(Object pointing dataset rows)
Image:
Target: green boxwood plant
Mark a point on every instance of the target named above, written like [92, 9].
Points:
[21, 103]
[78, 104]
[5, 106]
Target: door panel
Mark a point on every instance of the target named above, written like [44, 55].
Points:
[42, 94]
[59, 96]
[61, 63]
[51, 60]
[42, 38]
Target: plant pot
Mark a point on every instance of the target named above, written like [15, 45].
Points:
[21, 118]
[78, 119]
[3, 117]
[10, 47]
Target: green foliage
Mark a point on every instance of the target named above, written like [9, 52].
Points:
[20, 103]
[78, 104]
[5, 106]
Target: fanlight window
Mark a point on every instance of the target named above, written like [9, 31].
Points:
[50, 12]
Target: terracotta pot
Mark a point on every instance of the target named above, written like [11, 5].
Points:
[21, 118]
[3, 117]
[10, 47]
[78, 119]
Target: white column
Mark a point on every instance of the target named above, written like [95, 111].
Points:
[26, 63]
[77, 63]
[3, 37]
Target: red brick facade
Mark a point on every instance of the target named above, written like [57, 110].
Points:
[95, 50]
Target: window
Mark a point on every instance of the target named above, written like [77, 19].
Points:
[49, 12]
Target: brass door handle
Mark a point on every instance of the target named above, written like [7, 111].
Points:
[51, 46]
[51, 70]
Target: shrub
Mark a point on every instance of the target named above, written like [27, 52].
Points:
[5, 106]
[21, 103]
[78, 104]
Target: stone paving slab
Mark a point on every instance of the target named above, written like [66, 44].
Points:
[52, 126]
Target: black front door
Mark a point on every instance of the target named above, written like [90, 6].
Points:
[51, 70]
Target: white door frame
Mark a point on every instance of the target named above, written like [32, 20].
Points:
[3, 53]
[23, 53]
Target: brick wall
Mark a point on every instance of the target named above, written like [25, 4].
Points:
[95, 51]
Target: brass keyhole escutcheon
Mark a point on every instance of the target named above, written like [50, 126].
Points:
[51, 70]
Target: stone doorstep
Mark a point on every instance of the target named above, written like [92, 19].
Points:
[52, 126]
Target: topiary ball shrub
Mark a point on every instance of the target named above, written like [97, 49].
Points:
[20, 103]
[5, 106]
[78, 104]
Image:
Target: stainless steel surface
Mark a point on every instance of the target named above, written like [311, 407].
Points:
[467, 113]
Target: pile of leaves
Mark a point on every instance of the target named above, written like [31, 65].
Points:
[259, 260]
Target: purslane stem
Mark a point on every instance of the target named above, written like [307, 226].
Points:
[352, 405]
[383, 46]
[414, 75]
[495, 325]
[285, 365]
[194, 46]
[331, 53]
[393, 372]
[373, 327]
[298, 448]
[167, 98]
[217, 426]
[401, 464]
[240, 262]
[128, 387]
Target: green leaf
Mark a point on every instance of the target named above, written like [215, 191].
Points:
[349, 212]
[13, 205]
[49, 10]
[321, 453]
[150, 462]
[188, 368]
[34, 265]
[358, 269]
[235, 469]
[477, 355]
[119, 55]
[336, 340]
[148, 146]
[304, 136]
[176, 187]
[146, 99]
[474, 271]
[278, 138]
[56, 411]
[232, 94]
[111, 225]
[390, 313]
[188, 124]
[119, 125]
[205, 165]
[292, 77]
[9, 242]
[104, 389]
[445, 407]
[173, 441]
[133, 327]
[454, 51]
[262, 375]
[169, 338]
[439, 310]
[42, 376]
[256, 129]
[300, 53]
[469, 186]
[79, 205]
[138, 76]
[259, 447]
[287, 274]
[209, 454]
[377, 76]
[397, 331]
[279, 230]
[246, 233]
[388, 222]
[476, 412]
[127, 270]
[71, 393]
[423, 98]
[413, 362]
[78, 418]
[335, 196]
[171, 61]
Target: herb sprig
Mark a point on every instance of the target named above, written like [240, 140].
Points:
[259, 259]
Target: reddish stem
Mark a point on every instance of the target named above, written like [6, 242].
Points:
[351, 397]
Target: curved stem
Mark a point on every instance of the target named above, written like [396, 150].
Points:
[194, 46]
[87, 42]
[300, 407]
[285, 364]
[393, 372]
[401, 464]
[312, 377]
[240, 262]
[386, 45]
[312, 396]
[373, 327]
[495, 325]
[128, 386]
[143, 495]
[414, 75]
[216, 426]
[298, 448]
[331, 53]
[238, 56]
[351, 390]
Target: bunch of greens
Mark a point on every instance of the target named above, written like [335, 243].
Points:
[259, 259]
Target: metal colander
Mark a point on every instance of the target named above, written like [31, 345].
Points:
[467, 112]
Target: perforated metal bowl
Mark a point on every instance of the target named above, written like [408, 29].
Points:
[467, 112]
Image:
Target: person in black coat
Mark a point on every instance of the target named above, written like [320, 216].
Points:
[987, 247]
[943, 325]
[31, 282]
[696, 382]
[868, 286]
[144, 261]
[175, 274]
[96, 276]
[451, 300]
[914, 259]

#### [What is being asked]
Retype every entry word for word.

#### [Complete output]
Image:
Target: green boxwood plant
Mark a point on every instance of the target named above, written like [92, 9].
Points:
[21, 103]
[78, 104]
[5, 106]
Target: door panel
Mark a point on every instance of the target named above, written like [44, 55].
Points:
[42, 94]
[59, 96]
[61, 63]
[51, 60]
[42, 38]
Target: plant pot
Mark a point on every instance of the target named above, written like [15, 45].
Points:
[21, 118]
[78, 119]
[3, 117]
[10, 47]
Target: green foliage
Mark a point on every instance of the target named above, written like [9, 52].
Points:
[20, 103]
[78, 104]
[5, 106]
Target: fanlight window
Mark a point on every instance of the target named above, written like [9, 31].
Points:
[50, 12]
Target: terracotta pot
Mark a point on every instance of the target named above, written like [11, 5].
Points:
[21, 118]
[3, 117]
[10, 47]
[78, 119]
Target: white column
Mark a point on every instance of the target named above, written like [95, 111].
Points:
[26, 63]
[77, 63]
[3, 37]
Target: red brick facade
Mark a point on every instance of the target named above, written like [57, 110].
Points:
[95, 50]
Target: window
Mark a point on every instance of the target named above, written like [77, 19].
Points:
[49, 12]
Target: brass door handle
Mark a point on every instance of the target named above, written like [7, 111].
Points:
[51, 46]
[51, 70]
Target: shrub
Mark a point on every instance of the target named above, written like [27, 52].
Points:
[5, 106]
[21, 103]
[78, 104]
Target: stone paving slab
Mark a point on every instance of the target named above, written like [66, 44].
Points:
[52, 126]
Target: black front door
Mark a point on every instance of the target named above, written like [90, 6].
Points:
[51, 70]
Target: white door frame
Mark a point on every instance of the target named above, written like [32, 20].
Points:
[3, 53]
[23, 53]
Target: brick wall
Mark a point on every instance of the target named above, written like [25, 4].
Points:
[95, 51]
Target: brass keyhole escutcheon
Mark a point on every instance of the target named above, written like [50, 126].
Points:
[51, 70]
Target: stone doorstep
Mark a point on every instance of the target named above, written like [92, 19].
Points:
[52, 126]
Target: topiary ball shrub
Mark a point on every instance of the target named above, written like [97, 49].
Points:
[20, 103]
[5, 106]
[78, 104]
Image:
Target: stainless steel surface
Mark a point on every instance of the target named above, written like [311, 407].
Points:
[467, 113]
Target: pile of leaves
Mark a point on every instance of the target named above, written like [31, 65].
Points:
[259, 260]
Target: purslane stem
Mark a point on every instance of the target named above, written like [307, 226].
Points:
[352, 405]
[383, 46]
[414, 75]
[495, 325]
[285, 365]
[194, 46]
[331, 53]
[393, 372]
[373, 327]
[298, 448]
[167, 98]
[217, 426]
[401, 464]
[240, 262]
[128, 387]
Target: green leaf
Mark a point on every instance of the target named above, written like [215, 191].
Points:
[349, 212]
[13, 205]
[49, 10]
[321, 453]
[150, 462]
[188, 368]
[34, 265]
[358, 269]
[235, 469]
[477, 355]
[119, 55]
[336, 340]
[148, 146]
[304, 136]
[176, 187]
[146, 99]
[474, 271]
[278, 138]
[56, 411]
[232, 94]
[111, 225]
[390, 313]
[188, 124]
[119, 125]
[205, 165]
[292, 77]
[9, 242]
[104, 389]
[445, 407]
[173, 441]
[133, 327]
[454, 51]
[262, 375]
[169, 338]
[439, 310]
[42, 376]
[256, 129]
[300, 53]
[469, 186]
[79, 205]
[138, 76]
[259, 447]
[287, 274]
[209, 454]
[377, 76]
[397, 331]
[279, 230]
[246, 233]
[388, 222]
[476, 412]
[127, 270]
[71, 393]
[423, 98]
[413, 362]
[78, 418]
[335, 196]
[171, 61]
Target: herb sprig
Mark a point on every instance of the target named above, written like [240, 140].
Points:
[259, 259]
Target: reddish stem
Mark a point on every instance of the target named above, written like [6, 242].
Points:
[351, 397]
Target: curved stem
Mark a point on every instance of the target named above, written like [396, 150].
Points:
[194, 46]
[87, 42]
[300, 407]
[285, 364]
[393, 372]
[401, 464]
[312, 377]
[240, 262]
[386, 45]
[312, 396]
[373, 327]
[495, 325]
[128, 386]
[143, 495]
[414, 75]
[216, 426]
[298, 448]
[331, 53]
[238, 56]
[351, 390]
Target: bunch of greens
Mark a point on every instance of the target named above, written like [335, 243].
Points:
[259, 259]
Target: metal colander
Mark a point on every instance of the target named above, written like [31, 345].
Points:
[467, 112]
Target: perforated metal bowl
Mark a point on every instance of the target named above, written like [408, 29].
Points:
[467, 112]
Image:
Target: person in black coat
Mark a point on every instance of the target named above, written like [320, 216].
Points:
[987, 247]
[943, 325]
[31, 282]
[696, 382]
[868, 286]
[144, 261]
[175, 274]
[96, 276]
[451, 300]
[914, 259]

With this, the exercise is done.